演習課題 1 ->
エントリのうち、「Each instance of the dark lipstick」を含む行から「[[485, 448]]」を含む行までを、両端の行も含めて一字一句そのまま書き写してください。

読解テキスト ->
-------------------------
洋楽の邦題について

 桑田佳祐週刊文春に「ポップス歌手の耐えられない軽さ」というエッセイを連載している。傑出したソングライターだけあってエッセイも中々のものだ。最近は’邦題をナメるな’というテーマで2週連続で書いている。日本人の造語能力の高さをあげ、それがみごとに活かされた例が洋楽の邦題だと言っている。洋楽の多くは英語の歌詞なので日本人は聴いただけではどんな意味か分からない。そこで曲の内容を感じさせる日本語タイトルをつけて売り出す。桑田佳祐ビートルズピンクフロイドベンチャーズなどを取り上げて、これらの邦題のおかげで自然に 曲に親しめ夢中になれたという趣旨のことを言っている。

 

 これは洋楽だけでなく、映画や小説でも同じだ。桑田も映画の題にも触れていて’The Apartment'の邦題が「アパートの鍵貸します」ではなくて「アパート」だったら、’The Longest Day'が「史上最大の作戦」ではなく「最も長い日」だったら・・・と書いている。

 

 わたしも原題と邦題の違いにはずっと興味を持っていて桑田の議論には全く同感だ。わたしの印象では欧米の原題は作品のテーマや内容をストレートに表すシンプルなものが多いが、邦題はもっと作品の内容を想像させたり、感情に訴えて説明するものが多い気がする。例えばホセ・フェリシアーノの'Rain'は「雨」ではなく「雨のささやき」になっている。日本人には欧米の作品の原題はどちらかというとシンプルすぎて心に響かないようだ。ただし日本人にもわかる簡単な英語や人の名前のタイトルはそのままカタカナにされて使われることが多い。

’Yesterday’、’Girl'、’Sweet Caroline', 'Love Me Tonight', 'Hotel California'など沢山あり、最近はほとんどがこれで日本人が英語に慣れてきたことをあらわしているようだ。

 

 もちろん英語の原題にも説明的で情景や感情を表したものも多くあるが、これも日本人の心には響かないようで、もう少し叙情的で琴線に触れるような邦題にすることが多い。

’Tie A Yellow Ribbon Round The Old Oak Tree'は「幸せの黄色いリボン」だし、

’It Never Rains in Southern California'は「カリフォルニアの青い空」でどちらも邦題のほうがしっくりくる。
-------------------------
演習課題 2 ->
洋楽の邦題を論じた文章の続きを、最後の文の直後から書き進めてください。

抽出データ ->
-------------------------
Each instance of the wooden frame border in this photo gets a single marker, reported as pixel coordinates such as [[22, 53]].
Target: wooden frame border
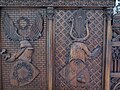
[[50, 47]]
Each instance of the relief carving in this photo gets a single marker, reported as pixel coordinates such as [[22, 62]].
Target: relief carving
[[76, 71], [23, 71]]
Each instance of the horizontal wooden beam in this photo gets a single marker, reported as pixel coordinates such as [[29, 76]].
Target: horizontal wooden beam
[[115, 43], [115, 74]]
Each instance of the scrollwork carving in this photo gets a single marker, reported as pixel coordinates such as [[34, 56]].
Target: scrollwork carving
[[23, 71]]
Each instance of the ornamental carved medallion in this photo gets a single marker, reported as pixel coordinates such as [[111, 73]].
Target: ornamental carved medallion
[[23, 71]]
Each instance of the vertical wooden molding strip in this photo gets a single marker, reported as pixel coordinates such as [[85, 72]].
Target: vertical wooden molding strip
[[104, 49], [50, 47], [108, 53], [0, 57]]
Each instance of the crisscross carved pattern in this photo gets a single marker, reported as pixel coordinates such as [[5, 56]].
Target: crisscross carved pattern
[[63, 43]]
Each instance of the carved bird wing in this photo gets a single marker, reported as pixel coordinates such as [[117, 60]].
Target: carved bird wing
[[9, 28], [36, 28]]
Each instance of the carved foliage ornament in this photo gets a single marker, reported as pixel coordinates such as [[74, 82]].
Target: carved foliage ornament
[[78, 72], [23, 71]]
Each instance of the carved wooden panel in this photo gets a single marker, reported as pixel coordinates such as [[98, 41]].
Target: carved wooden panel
[[38, 60], [63, 43]]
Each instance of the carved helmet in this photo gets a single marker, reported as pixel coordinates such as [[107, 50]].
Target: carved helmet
[[25, 43]]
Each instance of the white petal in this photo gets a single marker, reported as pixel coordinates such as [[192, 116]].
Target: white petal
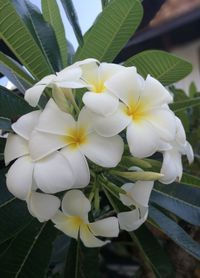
[[43, 206], [113, 124], [15, 147], [107, 227], [126, 85], [172, 168], [32, 95], [55, 121], [163, 120], [66, 224], [154, 93], [101, 103], [89, 240], [107, 70], [79, 166], [189, 152], [42, 144], [75, 203], [25, 124], [53, 174], [19, 177], [85, 120], [132, 220], [104, 151], [139, 192], [142, 139], [180, 132]]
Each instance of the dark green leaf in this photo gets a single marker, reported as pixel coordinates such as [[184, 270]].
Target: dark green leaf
[[165, 67], [29, 253], [175, 232], [11, 105], [41, 32], [111, 31], [153, 253], [16, 68], [73, 19], [183, 105], [190, 180], [5, 124], [82, 262], [16, 35], [181, 208], [51, 14]]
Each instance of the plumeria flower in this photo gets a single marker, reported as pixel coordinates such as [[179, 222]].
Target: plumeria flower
[[143, 110], [137, 194], [67, 78], [99, 98], [50, 174], [172, 168], [73, 221], [76, 139], [42, 206]]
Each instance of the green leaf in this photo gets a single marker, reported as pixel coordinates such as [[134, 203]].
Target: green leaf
[[29, 253], [15, 68], [5, 124], [2, 147], [153, 253], [41, 31], [51, 14], [82, 262], [175, 232], [181, 208], [191, 180], [12, 106], [111, 31], [165, 67], [16, 35], [73, 19], [182, 105]]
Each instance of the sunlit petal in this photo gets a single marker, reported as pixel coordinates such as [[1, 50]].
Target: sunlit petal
[[113, 124], [103, 151], [79, 166], [19, 177], [43, 206], [75, 203], [25, 124], [15, 147], [53, 174]]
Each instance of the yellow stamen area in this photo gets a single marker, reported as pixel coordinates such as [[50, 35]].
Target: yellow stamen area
[[136, 111], [75, 137]]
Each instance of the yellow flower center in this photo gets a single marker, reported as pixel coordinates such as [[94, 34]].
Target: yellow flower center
[[136, 111], [76, 137]]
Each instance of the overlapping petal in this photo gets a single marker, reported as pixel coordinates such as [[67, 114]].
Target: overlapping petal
[[42, 206], [19, 177], [53, 173]]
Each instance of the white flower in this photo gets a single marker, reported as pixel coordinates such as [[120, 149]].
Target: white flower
[[138, 194], [143, 111], [172, 167], [99, 98], [58, 130], [73, 221], [51, 174], [67, 78], [42, 206]]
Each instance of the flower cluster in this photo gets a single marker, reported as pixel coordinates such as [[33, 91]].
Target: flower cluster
[[65, 148]]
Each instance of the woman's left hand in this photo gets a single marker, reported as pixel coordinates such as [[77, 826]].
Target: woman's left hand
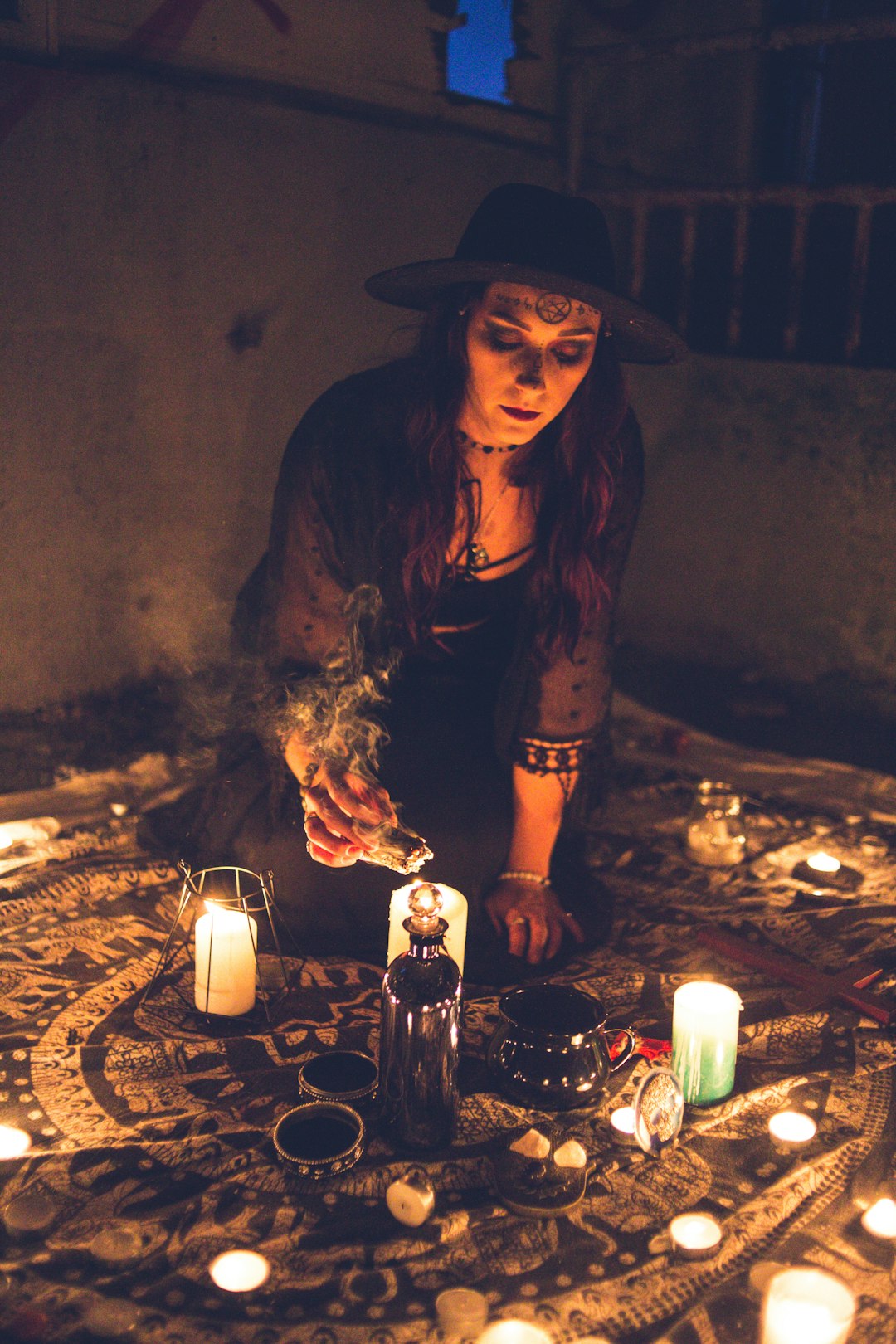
[[533, 917]]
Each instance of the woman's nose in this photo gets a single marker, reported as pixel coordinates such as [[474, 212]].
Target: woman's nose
[[529, 374]]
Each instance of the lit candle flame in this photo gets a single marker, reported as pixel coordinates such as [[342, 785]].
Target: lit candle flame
[[822, 862], [240, 1272]]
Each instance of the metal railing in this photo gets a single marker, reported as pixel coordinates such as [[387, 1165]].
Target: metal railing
[[640, 203]]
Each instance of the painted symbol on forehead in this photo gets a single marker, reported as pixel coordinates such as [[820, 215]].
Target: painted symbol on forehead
[[553, 308]]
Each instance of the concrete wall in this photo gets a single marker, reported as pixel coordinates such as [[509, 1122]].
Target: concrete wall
[[182, 275], [767, 539]]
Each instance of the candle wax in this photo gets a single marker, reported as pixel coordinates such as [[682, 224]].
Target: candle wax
[[462, 1311], [226, 942], [704, 1040], [806, 1307], [880, 1220], [791, 1127], [822, 862], [694, 1233], [14, 1142]]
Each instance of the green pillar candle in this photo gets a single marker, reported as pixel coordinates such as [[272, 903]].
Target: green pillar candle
[[704, 1040]]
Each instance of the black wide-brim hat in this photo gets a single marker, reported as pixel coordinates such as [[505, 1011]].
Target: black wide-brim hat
[[531, 236]]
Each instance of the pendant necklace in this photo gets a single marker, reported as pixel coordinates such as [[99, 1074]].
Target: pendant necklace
[[477, 557]]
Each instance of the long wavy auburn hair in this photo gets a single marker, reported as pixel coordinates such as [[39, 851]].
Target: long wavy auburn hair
[[571, 470]]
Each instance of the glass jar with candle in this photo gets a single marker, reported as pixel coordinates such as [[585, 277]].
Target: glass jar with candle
[[715, 827]]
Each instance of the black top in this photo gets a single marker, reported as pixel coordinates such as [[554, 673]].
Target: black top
[[343, 470]]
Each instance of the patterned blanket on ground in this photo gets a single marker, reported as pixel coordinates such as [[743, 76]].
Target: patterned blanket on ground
[[145, 1120]]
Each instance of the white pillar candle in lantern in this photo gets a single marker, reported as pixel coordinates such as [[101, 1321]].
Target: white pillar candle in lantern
[[453, 912], [806, 1307], [226, 942]]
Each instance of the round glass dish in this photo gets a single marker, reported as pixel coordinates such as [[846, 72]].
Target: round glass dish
[[344, 1075], [319, 1138]]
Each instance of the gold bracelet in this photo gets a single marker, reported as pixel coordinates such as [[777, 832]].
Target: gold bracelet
[[522, 875]]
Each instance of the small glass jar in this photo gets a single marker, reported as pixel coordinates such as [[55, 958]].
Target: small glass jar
[[715, 827]]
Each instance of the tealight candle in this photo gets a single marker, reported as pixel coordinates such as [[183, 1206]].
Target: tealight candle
[[453, 912], [226, 942], [462, 1311], [704, 1040], [514, 1332], [14, 1142], [809, 1307], [240, 1272], [112, 1320], [410, 1200], [622, 1124], [32, 1214], [114, 1248], [821, 862], [880, 1220], [791, 1129], [694, 1234]]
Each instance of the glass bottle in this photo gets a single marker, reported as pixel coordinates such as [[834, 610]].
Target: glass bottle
[[421, 1032]]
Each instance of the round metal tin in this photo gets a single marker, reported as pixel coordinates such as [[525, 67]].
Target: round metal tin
[[319, 1138]]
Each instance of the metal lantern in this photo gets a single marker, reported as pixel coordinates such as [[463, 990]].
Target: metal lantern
[[219, 914]]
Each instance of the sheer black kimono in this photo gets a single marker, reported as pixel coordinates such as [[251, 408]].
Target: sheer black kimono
[[460, 713]]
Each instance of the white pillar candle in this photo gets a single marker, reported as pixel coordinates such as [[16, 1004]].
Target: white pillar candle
[[806, 1307], [880, 1220], [14, 1142], [226, 942], [240, 1272], [704, 1040], [822, 862], [453, 912]]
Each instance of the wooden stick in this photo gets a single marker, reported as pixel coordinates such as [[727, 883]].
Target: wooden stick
[[800, 973]]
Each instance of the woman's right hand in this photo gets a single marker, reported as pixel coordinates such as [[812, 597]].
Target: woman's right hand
[[342, 812]]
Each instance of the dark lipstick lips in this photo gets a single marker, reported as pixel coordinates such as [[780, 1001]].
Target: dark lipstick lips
[[519, 414]]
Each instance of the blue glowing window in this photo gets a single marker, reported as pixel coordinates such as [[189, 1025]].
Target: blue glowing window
[[477, 51]]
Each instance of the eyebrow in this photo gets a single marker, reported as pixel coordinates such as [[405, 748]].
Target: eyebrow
[[514, 321]]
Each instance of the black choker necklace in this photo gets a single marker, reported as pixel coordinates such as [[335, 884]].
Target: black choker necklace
[[485, 448]]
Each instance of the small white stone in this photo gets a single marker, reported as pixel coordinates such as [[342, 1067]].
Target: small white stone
[[410, 1200], [533, 1144], [571, 1155]]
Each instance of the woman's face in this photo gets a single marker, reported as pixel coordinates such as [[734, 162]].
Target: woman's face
[[527, 353]]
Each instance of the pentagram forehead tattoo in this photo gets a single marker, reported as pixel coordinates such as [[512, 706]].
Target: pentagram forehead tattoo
[[551, 308]]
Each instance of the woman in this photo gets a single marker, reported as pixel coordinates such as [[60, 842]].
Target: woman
[[484, 494]]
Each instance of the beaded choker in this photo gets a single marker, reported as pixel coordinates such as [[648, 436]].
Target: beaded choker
[[484, 448]]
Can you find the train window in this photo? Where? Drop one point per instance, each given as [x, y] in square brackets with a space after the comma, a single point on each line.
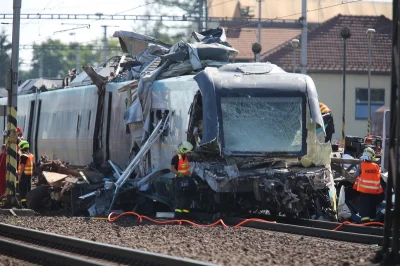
-------------------------
課題の出力 1 ->
Each instance of the dark lipstick lips in this photo gets a single marker, reported as pixel coordinates such as [[780, 1001]].
Target: dark lipstick lips
[[519, 414]]
Each instance of the blue glowing window in this photo gets a single marker, reported as pixel coordinates such as [[189, 1025]].
Target: blue glowing window
[[477, 51]]
Each instance of the eyebrow in this photo gets a single marker, reported as pixel coordinates such as [[405, 748]].
Target: eyebrow
[[514, 321]]
Each instance of the black choker necklace in this photo gets a single marker, reported as pixel coordinates such as [[335, 884]].
Target: black choker necklace
[[485, 448]]

課題の出力 2 ->
 この系統にはとても上手いタイトルが多いが、曲の内容というより歌手のイメージや歌いっぷりに影響をされてつけたのではないか思わせるものも多い。

'You Don't Have To Say You love Me'が「この胸のときめき」なのはどうかな思ってもプレスリーの歌を聴くとこれでいいかと感じてしまう。

’When Will I See You Again'が「天使のささやき」になってしまうのもスリー・ディグリーズのハーモニーのせいだという気がする。

 中でも少しぶっ飛ぶのがエンゲルベルト・フンパーディンクの曲だ。原題は ’Love Me With All Your Heart'だが邦題は「太陽は燃えている」になっている。どうすればこのタイトルがつくのか分からないが、確かにフンパーディンクの歌唱は素晴らしく、心が燃えているようだ。

 

 桑田佳祐は好きな邦題として3つあげている。

’Heart Of Gold' と「孤独の旅路」 ニール・ヤング

’Land Of Thousand Dances'と「ダンス天国」 ウィルソン・ピケット

’Both Sides, Now'と「青春の光と影」 ジョニ・ミッチェル

 

さすが桑田先生と感心するが、わたしが好きなものも2つあげたい。

'Hard To Say I'm Sorry'と「素直になれなくて」 シカゴ

'Can't Take My Eyes Off Of You' と「君の瞳に恋してる」 フランキー・ヴァリ

もちろん曲もいいんだけどね。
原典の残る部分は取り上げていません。